Judges 10:6

Een nieuwe afwijking

Nadat Jaïr is gestorven, zetten de Israëlieten opnieuw de eerste stappen in de tredmolen van ‘doen wat slecht is – slavernij – roepen tot de HEERE’, waardoor eerder al zoveel onheil over hen is gekomen. Ze hebben er niets van geleerd. Brengen wij, die samen de christenheid vormen, het er beter af? De vraag stellen is haar beantwoorden.

Voor de zesde keer wordt gezegd dat Israël doet wat “slecht is in de ogen van de HEERE”. Nog niet eerder hebben we zoveel afgoden in Israël verenigd gezien. Er worden er zeven genoemd om de volledigheid aan te geven waarmee de Israëlieten zich eraan overgeven. Het land is er helemaal vol van. Er is plaats voor alle soorten valse goden, waardoor de ware God is verdreven. De levende God wordt ingeruild voor dode afgoden. De afgoden worden er niet bij genomen, maar ze komen in Gods plaats.

God laat hen nu aan zichzelf over, opdat ze het juk zullen voelen dat zij vrijwillig op zich hebben genomen door het dienen van de afgoden. Als het gevoel van Gods gezag over het leven verloren gaat en dat gezag aan andere dingen, afgoden, wordt gegeven, is God genoodzaakt het gezag van die andere dingen te laten voelen. Om de Israëlieten tot het besef te brengen waarmee ze bezig zijn en aan wie ze zich hebben toevertrouwd, geeft Hij hen over in de macht van de Filistijnen en Ammonieten.

De Ammonieten

We hebben al enige aandacht geschonken aan de betekenis van de Filistijnen. In de geschiedenis van Simson zullen we nog meer van hen horen. In de nu volgende geschiedenis zullen de Ammonieten het meest op de voorgrond komen. Zij bevinden zich aan de overzijde van de Jordaan en slaan vandaaruit toe. Zij steken de Jordaan over om ook in het land oorlog te voeren.

*****

UIT TE VOEREN TAKEN:
a – Neem uit de tekst over Richteren 10:6 letterlijk het gedeelte over van "Een nieuwe afwijking" tot "in Gods plaats.".
b – In de macht van welke volken geeft God de Israëlieten volgens de tekst over Richteren 10:6 over?

BRONGEGEVENS:
*****

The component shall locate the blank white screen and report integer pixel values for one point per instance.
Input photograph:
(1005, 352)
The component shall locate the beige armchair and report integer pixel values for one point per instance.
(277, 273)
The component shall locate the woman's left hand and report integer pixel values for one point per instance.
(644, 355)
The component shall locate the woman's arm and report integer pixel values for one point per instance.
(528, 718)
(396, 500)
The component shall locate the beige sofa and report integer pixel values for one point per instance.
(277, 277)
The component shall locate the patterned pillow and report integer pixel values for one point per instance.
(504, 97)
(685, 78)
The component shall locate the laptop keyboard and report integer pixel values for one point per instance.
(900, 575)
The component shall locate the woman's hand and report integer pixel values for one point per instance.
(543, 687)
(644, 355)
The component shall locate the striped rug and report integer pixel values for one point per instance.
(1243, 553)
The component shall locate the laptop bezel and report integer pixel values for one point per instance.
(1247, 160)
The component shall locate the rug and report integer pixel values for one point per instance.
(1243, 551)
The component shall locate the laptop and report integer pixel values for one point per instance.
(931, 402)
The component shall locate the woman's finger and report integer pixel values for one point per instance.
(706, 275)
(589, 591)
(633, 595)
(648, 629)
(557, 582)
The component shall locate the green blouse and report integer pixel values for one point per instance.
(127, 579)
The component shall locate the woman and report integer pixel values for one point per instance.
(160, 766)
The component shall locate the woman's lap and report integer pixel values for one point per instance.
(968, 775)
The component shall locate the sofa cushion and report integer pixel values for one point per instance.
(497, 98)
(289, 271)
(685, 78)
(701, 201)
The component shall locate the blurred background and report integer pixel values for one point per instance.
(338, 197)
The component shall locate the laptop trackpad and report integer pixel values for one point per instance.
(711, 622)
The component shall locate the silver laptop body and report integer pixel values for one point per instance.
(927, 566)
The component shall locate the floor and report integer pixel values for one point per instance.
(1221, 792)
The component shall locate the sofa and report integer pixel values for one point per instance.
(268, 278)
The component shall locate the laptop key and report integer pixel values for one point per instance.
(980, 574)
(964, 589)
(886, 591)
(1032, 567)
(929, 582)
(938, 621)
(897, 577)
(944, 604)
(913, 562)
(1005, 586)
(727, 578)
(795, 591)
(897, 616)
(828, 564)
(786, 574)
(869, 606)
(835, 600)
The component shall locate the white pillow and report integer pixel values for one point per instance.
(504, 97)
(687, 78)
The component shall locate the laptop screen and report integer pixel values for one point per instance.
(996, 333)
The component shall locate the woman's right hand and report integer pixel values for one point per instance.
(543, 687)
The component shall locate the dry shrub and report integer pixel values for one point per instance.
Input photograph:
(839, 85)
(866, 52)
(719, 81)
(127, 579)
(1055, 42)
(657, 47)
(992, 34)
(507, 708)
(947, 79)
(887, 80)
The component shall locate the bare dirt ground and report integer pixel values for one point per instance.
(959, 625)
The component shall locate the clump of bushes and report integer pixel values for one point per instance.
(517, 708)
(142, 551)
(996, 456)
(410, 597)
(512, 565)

*****

RESULTATEN OEFENING:
a –
Een nieuwe afwijking

Nadat Jaïr is gestorven, zetten de Israëlieten opnieuw de eerste stappen in de tredmolen van ‘doen wat slecht is – slavernij – roepen tot de HEERE’, waardoor eerder al zoveel onheil over hen is gekomen. Ze hebben er niets van geleerd. Brengen wij, die samen de christenheid vormen, het er beter af? De vraag stellen is haar beantwoorden.

Voor de zesde keer wordt gezegd dat Israël doet wat “slecht is in de ogen van de HEERE”. Nog niet eerder hebben we zoveel afgoden in Israël verenigd gezien. Er worden er zeven genoemd om de volledigheid aan te geven waarmee de Israëlieten zich eraan overgeven. Het land is er helemaal vol van. Er is plaats voor alle soorten valse goden, waardoor de ware God is verdreven. De levende God wordt ingeruild voor dode afgoden. De afgoden worden er niet bij genomen, maar ze komen in Gods plaats.

b – In de macht van de Filistijnen en de Ammonieten.